### Data to use
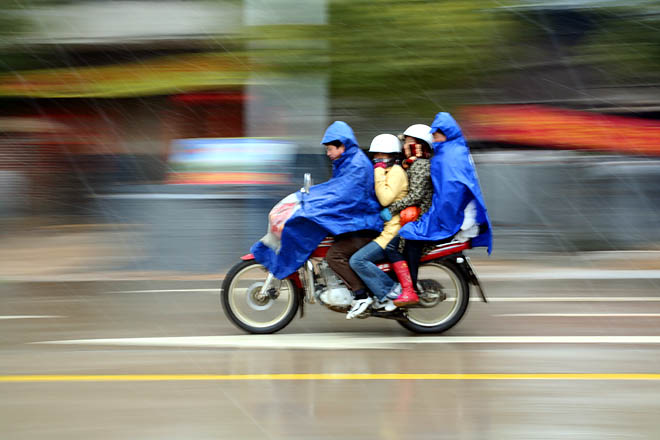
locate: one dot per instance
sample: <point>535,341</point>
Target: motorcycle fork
<point>465,264</point>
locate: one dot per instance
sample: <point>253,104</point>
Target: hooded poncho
<point>345,203</point>
<point>455,184</point>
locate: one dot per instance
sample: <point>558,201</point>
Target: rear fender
<point>463,263</point>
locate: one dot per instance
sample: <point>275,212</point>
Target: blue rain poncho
<point>345,203</point>
<point>455,184</point>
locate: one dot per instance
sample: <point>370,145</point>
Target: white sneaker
<point>386,304</point>
<point>395,292</point>
<point>359,307</point>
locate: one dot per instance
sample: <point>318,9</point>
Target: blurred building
<point>124,80</point>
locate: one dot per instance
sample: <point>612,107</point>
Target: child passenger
<point>391,185</point>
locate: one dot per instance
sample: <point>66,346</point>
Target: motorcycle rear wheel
<point>446,314</point>
<point>247,310</point>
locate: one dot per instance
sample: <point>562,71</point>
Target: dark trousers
<point>346,245</point>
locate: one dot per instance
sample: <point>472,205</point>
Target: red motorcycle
<point>257,302</point>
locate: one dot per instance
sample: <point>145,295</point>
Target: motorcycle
<point>257,302</point>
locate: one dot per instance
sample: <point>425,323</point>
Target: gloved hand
<point>460,237</point>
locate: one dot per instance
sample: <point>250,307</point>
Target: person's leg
<point>412,252</point>
<point>404,272</point>
<point>362,263</point>
<point>337,259</point>
<point>392,250</point>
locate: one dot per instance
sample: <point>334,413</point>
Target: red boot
<point>408,295</point>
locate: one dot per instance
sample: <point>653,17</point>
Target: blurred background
<point>154,136</point>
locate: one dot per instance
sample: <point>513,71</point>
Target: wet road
<point>576,359</point>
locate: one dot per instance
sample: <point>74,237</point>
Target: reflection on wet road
<point>157,359</point>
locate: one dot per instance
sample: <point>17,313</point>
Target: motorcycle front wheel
<point>245,306</point>
<point>448,295</point>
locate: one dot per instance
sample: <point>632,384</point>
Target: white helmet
<point>385,143</point>
<point>420,131</point>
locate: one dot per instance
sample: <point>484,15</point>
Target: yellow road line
<point>293,377</point>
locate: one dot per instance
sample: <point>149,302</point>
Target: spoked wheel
<point>248,308</point>
<point>446,299</point>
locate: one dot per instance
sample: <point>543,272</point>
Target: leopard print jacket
<point>420,188</point>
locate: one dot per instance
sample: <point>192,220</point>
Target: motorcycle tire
<point>434,320</point>
<point>248,311</point>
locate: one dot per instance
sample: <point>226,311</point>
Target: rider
<point>342,147</point>
<point>417,148</point>
<point>458,210</point>
<point>345,206</point>
<point>391,184</point>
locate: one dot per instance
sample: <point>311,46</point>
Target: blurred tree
<point>626,43</point>
<point>414,56</point>
<point>393,57</point>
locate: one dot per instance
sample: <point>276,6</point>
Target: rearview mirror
<point>307,183</point>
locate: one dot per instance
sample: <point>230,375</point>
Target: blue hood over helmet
<point>455,184</point>
<point>345,203</point>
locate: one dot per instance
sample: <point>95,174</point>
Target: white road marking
<point>577,274</point>
<point>570,299</point>
<point>167,290</point>
<point>584,315</point>
<point>348,341</point>
<point>30,316</point>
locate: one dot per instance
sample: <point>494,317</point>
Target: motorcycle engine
<point>334,293</point>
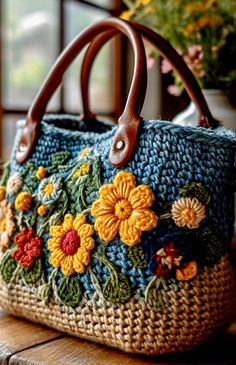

### Task prompt
Recast all of the entries above as a Markdown table with the columns No. and Text, putting each line in its own numbered row and leaving out blank lines. Omit the pictures.

### Response to the task
| No. | Text |
|---|---|
| 1 | locate: one dot per instance |
| 2 | sample: <point>535,341</point> |
| 3 | Target: motorcycle fork |
| 4 | <point>465,264</point> |
| 5 | locate: one dot per instance |
| 6 | sample: <point>253,104</point> |
| 7 | Target: hooded poncho |
| 8 | <point>345,203</point> |
| 9 | <point>455,184</point> |
| 10 | locate: one dot per instance |
| 11 | sample: <point>558,201</point> |
| 12 | Target: rear fender |
| 13 | <point>463,263</point> |
| 14 | locate: one dot per instance |
| 15 | sample: <point>275,212</point> |
| 16 | Target: blue rain poncho |
| 17 | <point>345,203</point> |
| 18 | <point>455,184</point> |
| 19 | locate: one dot per instance |
| 20 | sample: <point>370,145</point> |
| 21 | Target: white sneaker |
| 22 | <point>386,304</point> |
| 23 | <point>395,292</point> |
| 24 | <point>359,307</point> |
| 25 | locate: one dot per instance |
| 26 | sample: <point>318,9</point> |
| 27 | Target: blurred building |
| 28 | <point>124,80</point> |
| 29 | locate: one dot per instance |
| 30 | sample: <point>612,107</point> |
| 31 | Target: child passenger |
| 32 | <point>391,185</point> |
| 33 | locate: one dot per instance |
| 34 | sample: <point>66,346</point> |
| 35 | Target: motorcycle rear wheel |
| 36 | <point>446,314</point> |
| 37 | <point>247,310</point> |
| 38 | locate: one dot per instance |
| 39 | sample: <point>562,71</point> |
| 40 | Target: dark trousers |
| 41 | <point>346,245</point> |
| 42 | locate: one dot per instance |
| 43 | sample: <point>472,205</point> |
| 44 | Target: red motorcycle |
| 45 | <point>257,302</point> |
| 46 | locate: one dot per instance |
| 47 | sample: <point>145,295</point> |
| 48 | Target: motorcycle |
| 49 | <point>257,302</point> |
| 50 | locate: one dot per instance |
| 51 | sample: <point>425,323</point> |
| 52 | Target: gloved hand |
| 53 | <point>460,237</point> |
| 54 | locate: one dot per instance |
| 55 | sample: <point>250,307</point> |
| 56 | Target: person's leg |
| 57 | <point>412,252</point> |
| 58 | <point>404,272</point> |
| 59 | <point>362,263</point> |
| 60 | <point>337,259</point> |
| 61 | <point>392,250</point> |
| 62 | locate: one dot per instance |
| 63 | sample: <point>334,413</point> |
| 64 | Target: red boot |
| 65 | <point>408,295</point> |
| 66 | locate: one dot per instance |
| 67 | sample: <point>653,17</point> |
| 68 | Target: blurred background |
| 69 | <point>154,136</point> |
| 70 | locate: one dot per instance |
| 71 | sample: <point>513,71</point> |
| 72 | Target: wet road |
| 73 | <point>576,359</point> |
| 74 | locate: one dot per instance |
| 75 | sample: <point>74,237</point> |
| 76 | Target: reflection on wet road |
| 77 | <point>157,359</point> |
| 78 | locate: one dot per instance |
| 79 | sample: <point>17,313</point> |
| 80 | Target: motorcycle front wheel |
| 81 | <point>245,306</point> |
| 82 | <point>448,295</point> |
| 83 | locate: one dot per instance |
| 84 | sample: <point>632,384</point> |
| 85 | Target: white helmet |
| 86 | <point>385,143</point> |
| 87 | <point>420,131</point> |
| 88 | locate: one dot per instance |
| 89 | sample: <point>484,15</point> |
| 90 | Target: yellow road line |
| 91 | <point>293,377</point> |
| 92 | locate: one dot per instance |
| 93 | sample: <point>149,302</point> |
| 94 | Target: spoked wheel |
| 95 | <point>248,308</point> |
| 96 | <point>446,299</point> |
| 97 | locate: one dot per instance |
| 98 | sample: <point>543,272</point> |
| 99 | Target: leopard print jacket |
| 100 | <point>420,188</point> |
| 101 | locate: one dot per instance |
| 102 | sample: <point>192,220</point> |
| 103 | Target: motorcycle tire |
| 104 | <point>434,320</point> |
| 105 | <point>248,311</point> |
| 106 | locate: one dot per instance |
| 107 | sample: <point>226,311</point> |
| 108 | Target: rider |
| 109 | <point>342,147</point> |
| 110 | <point>417,148</point> |
| 111 | <point>458,210</point> |
| 112 | <point>345,206</point> |
| 113 | <point>391,184</point> |
| 114 | locate: one dot per instance |
| 115 | sample: <point>311,46</point> |
| 116 | Target: blurred tree |
| 117 | <point>626,43</point> |
| 118 | <point>414,56</point> |
| 119 | <point>393,57</point> |
| 120 | locate: one dot per instance |
| 121 | sample: <point>276,6</point> |
| 122 | Target: rearview mirror |
| 123 | <point>307,183</point> |
| 124 | locate: one dot per instance |
| 125 | sample: <point>230,375</point> |
| 126 | Target: blue hood over helmet |
| 127 | <point>455,184</point> |
| 128 | <point>345,203</point> |
| 129 | locate: one dot per instance |
| 130 | sample: <point>95,174</point> |
| 131 | Target: white road marking |
| 132 | <point>577,274</point> |
| 133 | <point>570,299</point> |
| 134 | <point>167,290</point> |
| 135 | <point>584,315</point> |
| 136 | <point>348,341</point> |
| 137 | <point>30,316</point> |
| 138 | locate: one dot per instance |
| 139 | sample: <point>494,317</point> |
| 140 | Target: motorcycle engine |
| 141 | <point>334,293</point> |